Task instructions: Only those lines running from the line that contains "Target — black pants" through the end of the material are to be written out, each exactly as shown.

::::::::

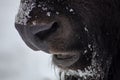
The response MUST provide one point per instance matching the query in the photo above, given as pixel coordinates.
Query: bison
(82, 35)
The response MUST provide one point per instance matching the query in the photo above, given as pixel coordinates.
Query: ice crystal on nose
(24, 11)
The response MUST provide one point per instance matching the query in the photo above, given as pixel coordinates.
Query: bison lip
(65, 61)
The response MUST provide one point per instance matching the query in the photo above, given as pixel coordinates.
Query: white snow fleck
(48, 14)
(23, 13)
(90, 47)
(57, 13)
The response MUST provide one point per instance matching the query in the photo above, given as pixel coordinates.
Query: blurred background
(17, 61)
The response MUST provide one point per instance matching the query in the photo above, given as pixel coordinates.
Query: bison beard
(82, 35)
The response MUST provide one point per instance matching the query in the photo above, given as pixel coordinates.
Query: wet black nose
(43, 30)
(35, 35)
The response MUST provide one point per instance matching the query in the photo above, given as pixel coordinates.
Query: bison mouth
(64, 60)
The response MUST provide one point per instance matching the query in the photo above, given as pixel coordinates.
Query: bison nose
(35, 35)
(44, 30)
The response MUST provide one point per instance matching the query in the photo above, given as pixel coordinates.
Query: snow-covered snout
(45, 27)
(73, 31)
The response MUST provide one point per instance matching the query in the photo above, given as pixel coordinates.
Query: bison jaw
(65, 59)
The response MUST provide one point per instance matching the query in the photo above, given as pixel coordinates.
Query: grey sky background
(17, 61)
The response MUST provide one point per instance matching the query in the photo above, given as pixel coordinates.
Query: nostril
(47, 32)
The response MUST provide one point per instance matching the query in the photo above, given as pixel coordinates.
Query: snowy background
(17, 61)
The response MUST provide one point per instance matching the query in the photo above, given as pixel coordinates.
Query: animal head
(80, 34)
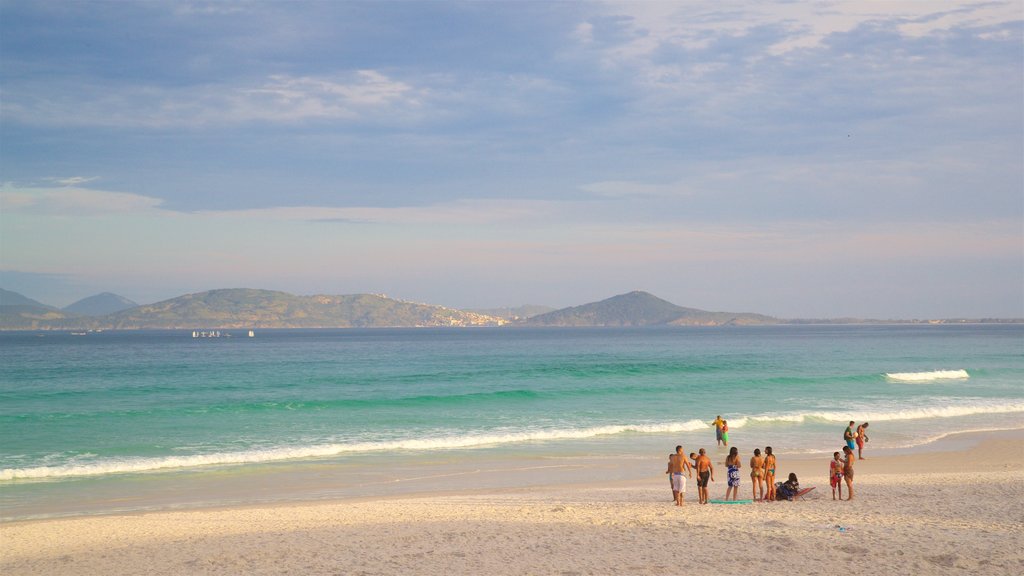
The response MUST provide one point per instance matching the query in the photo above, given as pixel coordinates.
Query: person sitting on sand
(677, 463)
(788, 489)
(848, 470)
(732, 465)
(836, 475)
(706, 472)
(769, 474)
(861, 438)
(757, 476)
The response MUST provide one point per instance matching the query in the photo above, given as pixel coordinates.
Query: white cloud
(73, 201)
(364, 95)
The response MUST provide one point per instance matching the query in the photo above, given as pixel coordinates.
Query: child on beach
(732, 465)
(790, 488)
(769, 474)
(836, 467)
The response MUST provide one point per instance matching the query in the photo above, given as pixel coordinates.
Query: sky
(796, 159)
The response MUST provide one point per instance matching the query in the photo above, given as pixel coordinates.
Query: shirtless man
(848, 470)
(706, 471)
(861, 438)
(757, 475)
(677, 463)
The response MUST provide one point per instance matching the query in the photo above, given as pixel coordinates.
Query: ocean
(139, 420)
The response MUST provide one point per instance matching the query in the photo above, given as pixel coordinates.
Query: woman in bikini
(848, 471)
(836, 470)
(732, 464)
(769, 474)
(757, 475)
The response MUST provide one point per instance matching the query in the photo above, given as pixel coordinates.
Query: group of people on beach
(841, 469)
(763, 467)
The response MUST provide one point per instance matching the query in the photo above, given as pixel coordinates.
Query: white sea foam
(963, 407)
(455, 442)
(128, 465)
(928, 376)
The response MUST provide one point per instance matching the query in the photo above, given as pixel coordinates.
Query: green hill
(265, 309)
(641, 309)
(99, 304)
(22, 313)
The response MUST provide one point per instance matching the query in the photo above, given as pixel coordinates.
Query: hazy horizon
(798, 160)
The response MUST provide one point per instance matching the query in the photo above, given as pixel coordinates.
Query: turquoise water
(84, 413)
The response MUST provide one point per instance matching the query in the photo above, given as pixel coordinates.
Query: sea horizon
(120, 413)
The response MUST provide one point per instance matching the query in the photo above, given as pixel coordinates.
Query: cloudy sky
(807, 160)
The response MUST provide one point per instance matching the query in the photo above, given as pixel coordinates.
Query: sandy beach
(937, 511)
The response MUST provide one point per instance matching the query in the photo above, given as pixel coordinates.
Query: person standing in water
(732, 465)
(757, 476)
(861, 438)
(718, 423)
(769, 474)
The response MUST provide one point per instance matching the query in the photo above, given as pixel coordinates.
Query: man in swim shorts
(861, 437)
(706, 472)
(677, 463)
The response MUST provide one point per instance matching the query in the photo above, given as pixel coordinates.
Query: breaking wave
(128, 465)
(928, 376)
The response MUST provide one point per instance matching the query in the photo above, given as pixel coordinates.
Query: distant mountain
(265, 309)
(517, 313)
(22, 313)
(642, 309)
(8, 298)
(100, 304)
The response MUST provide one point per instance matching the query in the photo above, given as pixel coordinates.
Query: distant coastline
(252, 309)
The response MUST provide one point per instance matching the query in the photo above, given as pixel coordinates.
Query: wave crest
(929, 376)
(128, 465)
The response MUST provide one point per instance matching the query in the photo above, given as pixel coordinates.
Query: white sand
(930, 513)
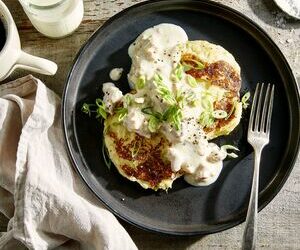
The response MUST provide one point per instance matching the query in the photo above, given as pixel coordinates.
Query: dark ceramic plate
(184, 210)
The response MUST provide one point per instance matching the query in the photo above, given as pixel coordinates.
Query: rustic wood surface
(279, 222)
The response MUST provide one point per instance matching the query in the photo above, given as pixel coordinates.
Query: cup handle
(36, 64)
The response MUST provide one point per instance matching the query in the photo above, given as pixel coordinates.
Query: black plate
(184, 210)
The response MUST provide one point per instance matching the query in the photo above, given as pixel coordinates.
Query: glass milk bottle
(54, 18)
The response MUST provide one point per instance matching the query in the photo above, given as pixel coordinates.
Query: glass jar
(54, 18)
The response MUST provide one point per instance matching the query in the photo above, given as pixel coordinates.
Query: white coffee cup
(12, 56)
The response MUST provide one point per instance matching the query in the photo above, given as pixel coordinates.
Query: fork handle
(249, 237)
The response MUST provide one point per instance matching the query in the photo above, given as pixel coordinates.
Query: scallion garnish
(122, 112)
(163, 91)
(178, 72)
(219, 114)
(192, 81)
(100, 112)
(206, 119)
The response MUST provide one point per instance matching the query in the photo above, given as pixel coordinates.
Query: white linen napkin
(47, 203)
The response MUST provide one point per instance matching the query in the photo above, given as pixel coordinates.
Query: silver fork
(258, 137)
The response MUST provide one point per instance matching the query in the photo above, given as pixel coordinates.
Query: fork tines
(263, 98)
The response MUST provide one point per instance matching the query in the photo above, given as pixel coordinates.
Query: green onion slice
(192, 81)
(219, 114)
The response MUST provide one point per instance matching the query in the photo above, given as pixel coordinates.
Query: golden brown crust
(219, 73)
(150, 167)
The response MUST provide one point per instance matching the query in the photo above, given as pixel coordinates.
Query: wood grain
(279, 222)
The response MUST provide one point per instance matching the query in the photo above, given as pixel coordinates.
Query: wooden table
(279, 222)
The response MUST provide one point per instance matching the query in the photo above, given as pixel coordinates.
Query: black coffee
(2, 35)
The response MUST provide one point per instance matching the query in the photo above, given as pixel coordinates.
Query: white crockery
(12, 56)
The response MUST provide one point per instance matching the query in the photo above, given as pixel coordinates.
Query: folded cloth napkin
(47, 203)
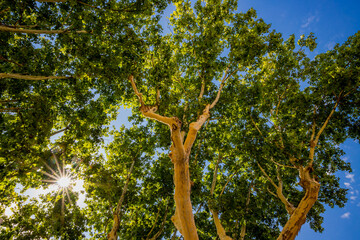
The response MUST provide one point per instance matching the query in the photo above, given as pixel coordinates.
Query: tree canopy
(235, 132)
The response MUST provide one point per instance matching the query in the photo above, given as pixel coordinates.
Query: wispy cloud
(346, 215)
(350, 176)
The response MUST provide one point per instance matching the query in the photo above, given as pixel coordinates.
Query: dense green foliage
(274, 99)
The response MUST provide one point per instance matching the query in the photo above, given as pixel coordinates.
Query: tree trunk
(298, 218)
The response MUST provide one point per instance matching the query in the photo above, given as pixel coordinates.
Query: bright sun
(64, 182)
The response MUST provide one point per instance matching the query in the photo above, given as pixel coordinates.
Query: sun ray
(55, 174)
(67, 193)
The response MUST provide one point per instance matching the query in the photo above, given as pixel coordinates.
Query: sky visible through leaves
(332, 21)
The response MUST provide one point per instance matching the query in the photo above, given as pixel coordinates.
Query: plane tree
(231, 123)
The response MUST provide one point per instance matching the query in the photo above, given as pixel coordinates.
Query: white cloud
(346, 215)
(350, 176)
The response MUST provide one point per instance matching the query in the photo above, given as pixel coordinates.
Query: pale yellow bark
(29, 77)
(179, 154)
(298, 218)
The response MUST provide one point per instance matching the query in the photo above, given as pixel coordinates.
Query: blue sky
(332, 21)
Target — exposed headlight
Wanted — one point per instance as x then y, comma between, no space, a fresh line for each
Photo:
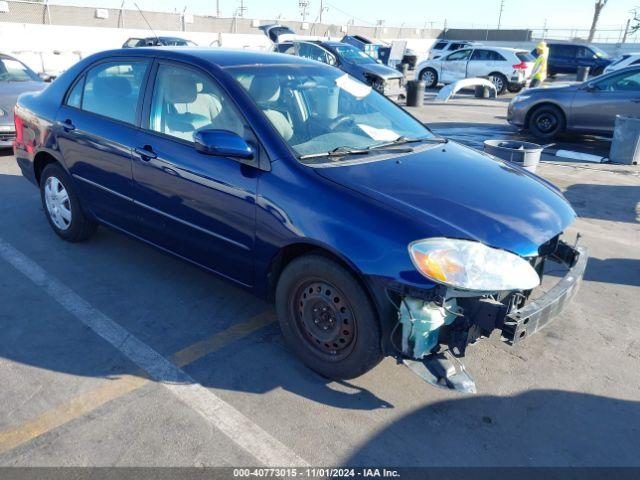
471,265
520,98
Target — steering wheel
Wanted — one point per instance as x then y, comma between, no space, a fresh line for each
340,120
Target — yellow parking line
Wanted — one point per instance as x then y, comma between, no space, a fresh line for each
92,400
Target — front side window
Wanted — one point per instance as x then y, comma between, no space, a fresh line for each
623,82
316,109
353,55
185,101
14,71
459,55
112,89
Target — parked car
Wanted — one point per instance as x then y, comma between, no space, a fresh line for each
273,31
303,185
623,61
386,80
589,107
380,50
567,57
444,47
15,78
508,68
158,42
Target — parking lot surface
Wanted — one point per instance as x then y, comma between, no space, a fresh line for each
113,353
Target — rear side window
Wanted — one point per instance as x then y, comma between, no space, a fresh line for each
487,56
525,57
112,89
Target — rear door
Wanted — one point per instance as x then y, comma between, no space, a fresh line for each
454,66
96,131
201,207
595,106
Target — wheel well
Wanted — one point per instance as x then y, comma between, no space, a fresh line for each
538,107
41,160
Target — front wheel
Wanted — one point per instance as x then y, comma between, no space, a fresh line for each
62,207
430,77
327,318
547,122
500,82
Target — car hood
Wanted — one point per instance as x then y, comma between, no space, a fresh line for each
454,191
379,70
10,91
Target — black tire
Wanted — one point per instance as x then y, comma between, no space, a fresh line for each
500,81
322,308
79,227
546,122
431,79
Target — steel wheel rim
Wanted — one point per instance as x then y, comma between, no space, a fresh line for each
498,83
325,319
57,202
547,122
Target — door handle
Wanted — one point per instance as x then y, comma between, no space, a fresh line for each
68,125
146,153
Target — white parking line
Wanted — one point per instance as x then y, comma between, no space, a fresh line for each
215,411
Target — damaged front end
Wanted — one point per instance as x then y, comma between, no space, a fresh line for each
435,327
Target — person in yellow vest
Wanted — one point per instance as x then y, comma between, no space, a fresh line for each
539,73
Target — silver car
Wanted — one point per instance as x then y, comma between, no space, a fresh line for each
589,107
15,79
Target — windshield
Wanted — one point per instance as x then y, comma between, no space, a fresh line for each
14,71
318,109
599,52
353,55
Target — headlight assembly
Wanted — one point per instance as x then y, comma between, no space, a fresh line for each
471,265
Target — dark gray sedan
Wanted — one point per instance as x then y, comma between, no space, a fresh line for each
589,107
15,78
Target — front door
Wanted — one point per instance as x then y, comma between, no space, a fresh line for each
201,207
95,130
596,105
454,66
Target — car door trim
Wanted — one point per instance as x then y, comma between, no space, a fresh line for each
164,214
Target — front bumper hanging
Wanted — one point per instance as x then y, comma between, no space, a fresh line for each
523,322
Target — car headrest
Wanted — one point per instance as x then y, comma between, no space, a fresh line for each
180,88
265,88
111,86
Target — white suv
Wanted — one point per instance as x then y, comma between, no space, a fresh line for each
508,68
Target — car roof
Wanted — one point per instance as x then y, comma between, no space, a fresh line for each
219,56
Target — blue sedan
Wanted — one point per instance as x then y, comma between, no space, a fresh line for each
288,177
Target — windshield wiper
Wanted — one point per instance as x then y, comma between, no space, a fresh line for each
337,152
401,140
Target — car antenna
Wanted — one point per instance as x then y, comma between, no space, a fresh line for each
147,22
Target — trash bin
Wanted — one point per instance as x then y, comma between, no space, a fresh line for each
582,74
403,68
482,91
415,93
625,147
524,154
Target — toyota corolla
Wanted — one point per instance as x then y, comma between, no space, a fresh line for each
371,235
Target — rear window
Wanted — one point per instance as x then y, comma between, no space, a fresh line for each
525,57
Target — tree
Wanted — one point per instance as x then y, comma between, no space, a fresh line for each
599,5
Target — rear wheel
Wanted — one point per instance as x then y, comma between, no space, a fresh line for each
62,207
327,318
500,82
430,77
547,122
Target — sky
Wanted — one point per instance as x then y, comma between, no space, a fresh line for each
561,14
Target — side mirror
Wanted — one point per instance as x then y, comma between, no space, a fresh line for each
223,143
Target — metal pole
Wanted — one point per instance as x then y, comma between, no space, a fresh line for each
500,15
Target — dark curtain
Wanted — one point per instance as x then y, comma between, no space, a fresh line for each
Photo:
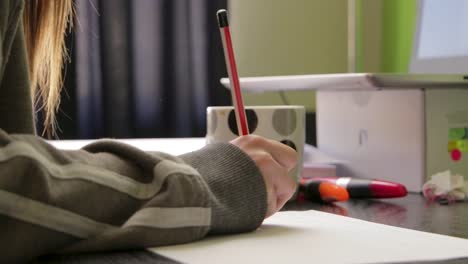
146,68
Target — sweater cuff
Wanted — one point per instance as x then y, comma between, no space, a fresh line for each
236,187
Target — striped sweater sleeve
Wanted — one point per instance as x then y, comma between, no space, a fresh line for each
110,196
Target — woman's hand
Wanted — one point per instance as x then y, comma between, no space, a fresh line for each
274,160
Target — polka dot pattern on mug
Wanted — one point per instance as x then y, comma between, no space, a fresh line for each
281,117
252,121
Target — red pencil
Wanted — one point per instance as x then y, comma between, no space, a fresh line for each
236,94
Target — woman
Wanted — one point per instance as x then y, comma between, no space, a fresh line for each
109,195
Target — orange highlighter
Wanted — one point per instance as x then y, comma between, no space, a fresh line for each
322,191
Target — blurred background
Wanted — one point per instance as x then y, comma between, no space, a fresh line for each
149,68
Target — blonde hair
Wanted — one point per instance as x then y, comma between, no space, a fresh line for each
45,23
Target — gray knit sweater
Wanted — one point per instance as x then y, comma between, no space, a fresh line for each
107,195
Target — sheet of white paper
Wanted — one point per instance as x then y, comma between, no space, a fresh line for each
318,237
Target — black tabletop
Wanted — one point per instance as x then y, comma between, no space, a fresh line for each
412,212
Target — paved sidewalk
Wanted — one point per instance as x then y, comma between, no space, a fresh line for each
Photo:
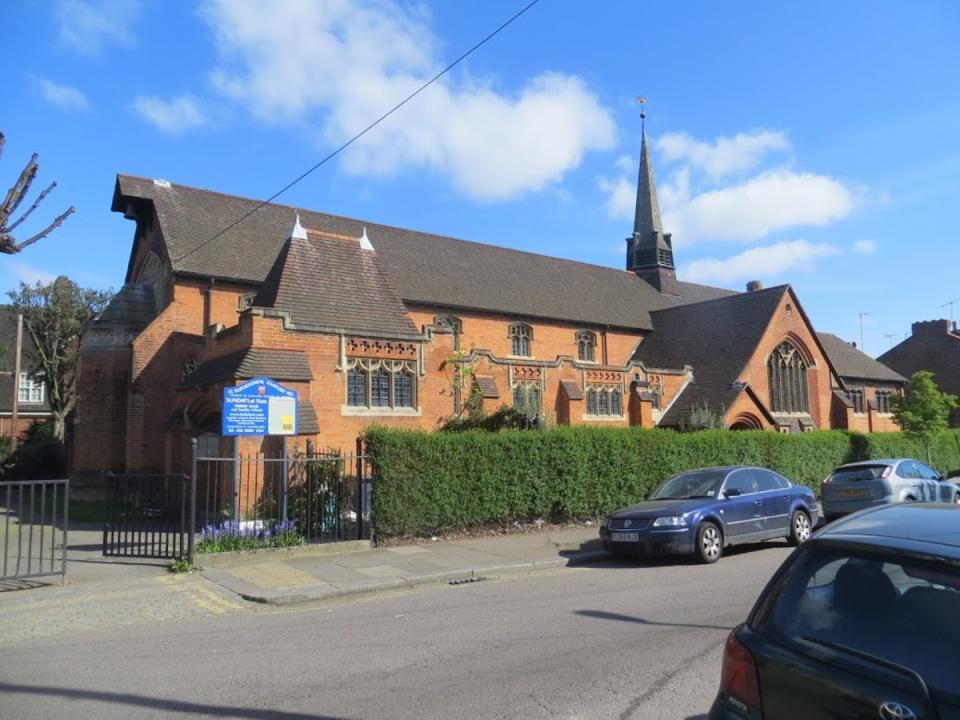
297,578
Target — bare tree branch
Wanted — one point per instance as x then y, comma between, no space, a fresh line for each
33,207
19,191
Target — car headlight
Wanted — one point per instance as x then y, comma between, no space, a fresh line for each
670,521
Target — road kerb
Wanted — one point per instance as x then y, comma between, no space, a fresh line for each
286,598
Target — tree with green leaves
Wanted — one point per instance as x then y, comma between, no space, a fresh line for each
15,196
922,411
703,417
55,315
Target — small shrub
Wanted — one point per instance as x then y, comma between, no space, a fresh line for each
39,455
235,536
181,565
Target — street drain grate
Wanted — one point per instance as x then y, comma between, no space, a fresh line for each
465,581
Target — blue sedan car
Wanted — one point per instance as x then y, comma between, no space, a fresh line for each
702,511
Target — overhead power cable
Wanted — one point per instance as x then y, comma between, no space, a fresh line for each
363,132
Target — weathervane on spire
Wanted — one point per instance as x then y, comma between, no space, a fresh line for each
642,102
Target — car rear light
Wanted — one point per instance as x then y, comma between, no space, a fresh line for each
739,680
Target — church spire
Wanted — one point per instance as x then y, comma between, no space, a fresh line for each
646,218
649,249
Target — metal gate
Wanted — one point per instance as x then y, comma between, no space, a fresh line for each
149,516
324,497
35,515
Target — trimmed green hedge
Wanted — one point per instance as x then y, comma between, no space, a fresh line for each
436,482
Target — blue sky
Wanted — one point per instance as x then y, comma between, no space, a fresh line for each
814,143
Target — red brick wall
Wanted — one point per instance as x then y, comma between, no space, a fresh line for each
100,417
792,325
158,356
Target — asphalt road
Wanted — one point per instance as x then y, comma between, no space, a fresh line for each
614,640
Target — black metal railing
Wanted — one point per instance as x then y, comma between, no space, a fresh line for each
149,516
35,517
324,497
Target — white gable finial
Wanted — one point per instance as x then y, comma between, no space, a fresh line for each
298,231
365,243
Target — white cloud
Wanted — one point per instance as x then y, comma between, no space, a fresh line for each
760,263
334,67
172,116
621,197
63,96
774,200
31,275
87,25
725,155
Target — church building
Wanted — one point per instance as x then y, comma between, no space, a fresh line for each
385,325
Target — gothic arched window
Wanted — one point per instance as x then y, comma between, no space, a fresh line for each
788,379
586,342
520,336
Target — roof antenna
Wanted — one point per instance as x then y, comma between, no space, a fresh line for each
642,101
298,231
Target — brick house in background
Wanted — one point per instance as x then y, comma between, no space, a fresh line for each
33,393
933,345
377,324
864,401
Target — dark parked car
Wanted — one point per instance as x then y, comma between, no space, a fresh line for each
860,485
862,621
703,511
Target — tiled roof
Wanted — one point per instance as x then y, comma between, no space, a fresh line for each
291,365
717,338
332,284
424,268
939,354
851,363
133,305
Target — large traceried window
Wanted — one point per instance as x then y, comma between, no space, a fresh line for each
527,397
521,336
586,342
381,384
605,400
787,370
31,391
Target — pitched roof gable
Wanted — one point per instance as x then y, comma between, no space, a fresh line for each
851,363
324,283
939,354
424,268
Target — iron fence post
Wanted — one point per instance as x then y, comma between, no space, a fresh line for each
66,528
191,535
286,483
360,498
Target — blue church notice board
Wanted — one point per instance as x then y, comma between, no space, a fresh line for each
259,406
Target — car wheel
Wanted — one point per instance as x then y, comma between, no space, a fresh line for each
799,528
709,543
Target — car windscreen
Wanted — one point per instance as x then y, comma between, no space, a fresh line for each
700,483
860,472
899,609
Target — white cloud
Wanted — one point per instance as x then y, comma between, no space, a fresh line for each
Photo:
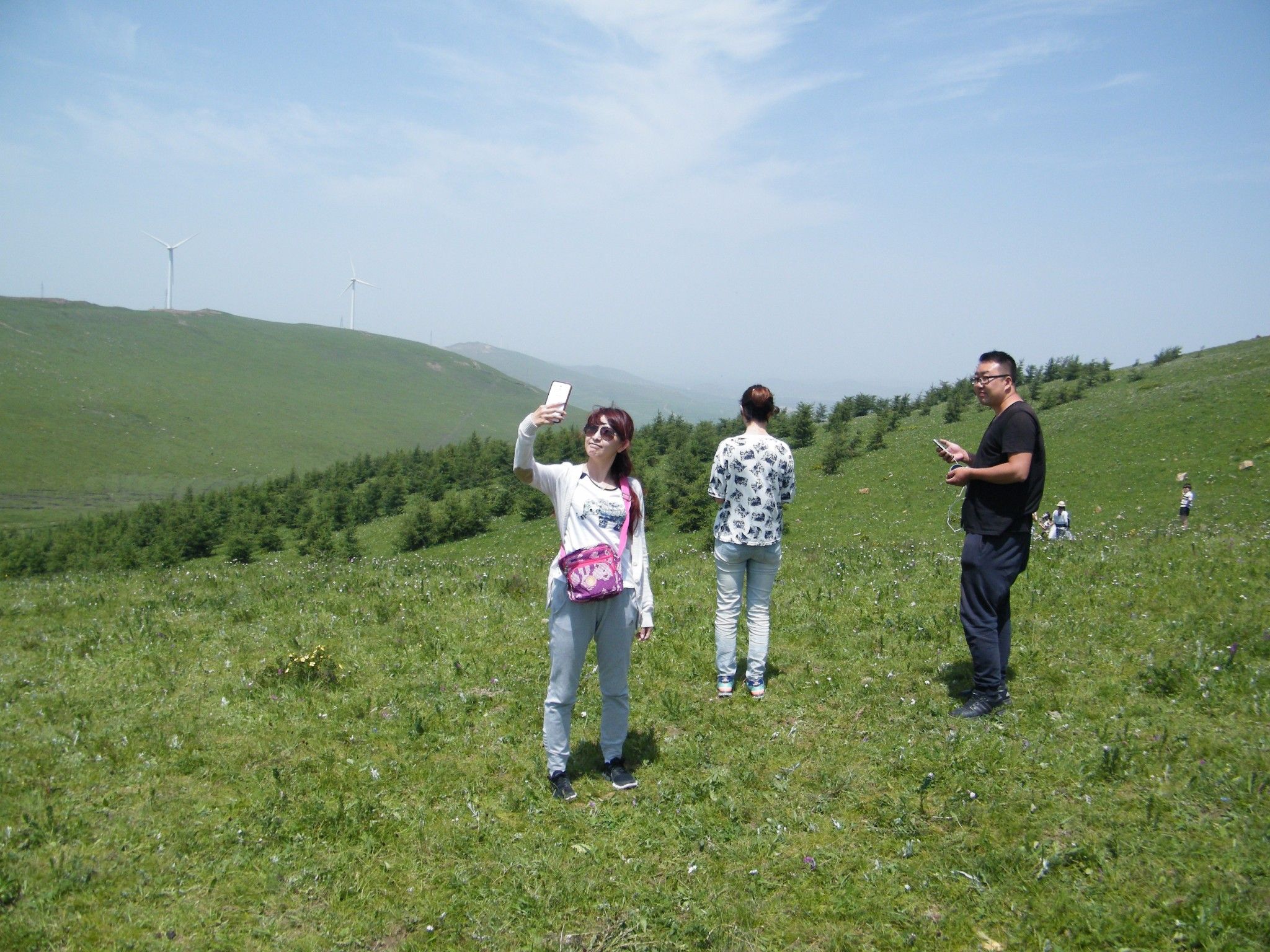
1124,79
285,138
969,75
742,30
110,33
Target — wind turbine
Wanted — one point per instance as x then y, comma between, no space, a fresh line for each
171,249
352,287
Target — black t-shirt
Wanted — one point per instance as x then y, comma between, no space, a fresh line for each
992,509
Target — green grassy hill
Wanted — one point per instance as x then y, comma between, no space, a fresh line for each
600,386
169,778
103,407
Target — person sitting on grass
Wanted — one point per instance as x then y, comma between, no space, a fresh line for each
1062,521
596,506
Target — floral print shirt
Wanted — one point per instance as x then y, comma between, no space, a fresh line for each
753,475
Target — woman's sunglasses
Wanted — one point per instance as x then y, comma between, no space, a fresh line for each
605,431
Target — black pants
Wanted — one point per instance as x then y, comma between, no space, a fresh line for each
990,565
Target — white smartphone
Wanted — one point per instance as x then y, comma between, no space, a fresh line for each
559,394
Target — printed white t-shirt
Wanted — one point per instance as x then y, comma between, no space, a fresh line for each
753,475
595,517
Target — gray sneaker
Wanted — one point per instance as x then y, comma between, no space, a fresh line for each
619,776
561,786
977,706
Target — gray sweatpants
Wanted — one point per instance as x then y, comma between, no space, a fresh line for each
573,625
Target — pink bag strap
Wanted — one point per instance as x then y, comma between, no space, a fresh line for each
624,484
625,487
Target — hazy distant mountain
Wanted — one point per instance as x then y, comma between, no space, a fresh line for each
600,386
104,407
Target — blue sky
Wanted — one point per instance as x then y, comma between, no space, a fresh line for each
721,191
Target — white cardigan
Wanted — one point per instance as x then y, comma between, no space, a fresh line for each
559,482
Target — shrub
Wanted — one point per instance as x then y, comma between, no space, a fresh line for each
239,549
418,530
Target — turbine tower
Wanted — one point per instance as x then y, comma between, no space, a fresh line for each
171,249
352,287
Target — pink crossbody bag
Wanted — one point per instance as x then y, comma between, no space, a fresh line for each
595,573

::::::::

Exercise result:
Target — black pants
Wanted — one point per instance as x then y, comma between, no space, a fresh line for each
990,565
Target — white smartphone
Wanted — one point per instance as x then y, comma between, no space, a fresh line for each
559,394
Target — printed white t-shirt
Wanted — one point per instance as x then y, comma between, no space, a fresh line for each
753,475
595,517
Target — gray sneaker
Wanted — one point per instance as x then y, comma between, no space, a fresh line for each
619,776
561,786
977,706
Target — gray sweatpants
Wanted — one point per instance as x then y, comma between, no space, a fresh line for each
573,625
Target — pink bag strap
Wanted — one point per instance as x then y, comma between, no space, a fresh line for each
624,484
625,487
Target — hazy distant mountain
Wanted — one point per instance as x then y, comma between, no space, a fresh line for each
600,386
104,407
Target — blue sky
Wanted — one point per instance as x then y, comma between, no space, a fresh line for each
721,191
Target — white cardigan
Wanted — one point per instance as x then y, comma between, no space, a fresh line for each
559,482
Target — shrub
Wanted — one point per instance as x then y, comma between, no space, a fresh line for each
239,549
418,530
Target — turbine tower
Wanted — one point per instance as x then y, comma between, no space, a fresh line for each
171,249
352,287
Target — pink crossbody bag
Wanted — one point per instance as x then y, comma between, no space, a fresh line for each
595,573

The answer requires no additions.